EXERCISE REQUIREMENTS =
[1] Answer these questions from the letter titled "Aam Advertisement Party":
(a) What amount did the Health Secretary say could not be justified for promoting the scheme in other states?
(b) How much did the Delhi Lieutenant Governor direct the Chief Secretary to recover from the AAP?
(c) What new name does the letter propose for the AAP?
[2] Decide whether each statement agrees with the letter titled "Aam Advertisement Party." Answer yes or no, and quote the words from the letter that decide it.
(a) The Health Secretary of Punjab was transferred for refusing to approve money to advertise Mohalla clinics outside Punjab.
(b) The Delhi Lieutenant Governor directed the Chief Secretary to recover Rs 30 crore from the AAP.
(c) Tamil Nadu is named as a state where the scheme would be promoted.

READING TEXT =
---*---

Aam Advertisement Party : The Tribune India

Aam Advertisement Party



Refer to ‘Questions raised over transfers of bureaucrats who differ with Punjab Government’; wasting public money is an art and the AAP has mastered it. The AAP government has transferred the Health Secretary of Punjab for refusing to sanction money for advertisement of Mohalla clinics in states other than Punjab. The Health Secretary refused to sanction the amount saying that it would not be able to justify spending Rs 30 crore for the promotion of the scheme in states like Tamil Nadu. Recently, the Delhi Lieutenant Governor directed the Chief Secretary to recover Rs 97 crore from the AAP for allegedly publishing political advertisements as government advertisements. The AAP should be renamed the Aam Advertisement Party.

---*---

GIVEN DATA =

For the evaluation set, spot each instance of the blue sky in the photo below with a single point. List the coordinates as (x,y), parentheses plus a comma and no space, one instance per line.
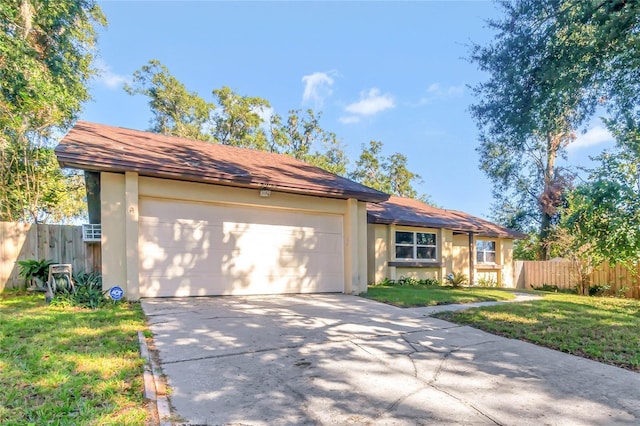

---*---

SOLVED PROBLEMS =
[1]
(a) Rs 30 crore
(b) Rs 97 crore
(c) The Aam Advertisement Party

[2]
(a) Yes: "The AAP government has transferred the Health Secretary of Punjab for refusing to sanction money for advertisement of Mohalla clinics in states other than Punjab."
(b) No: "the Delhi Lieutenant Governor directed the Chief Secretary to recover Rs 97 crore from the AAP"
(c) Yes: "for the promotion of the scheme in states like Tamil Nadu"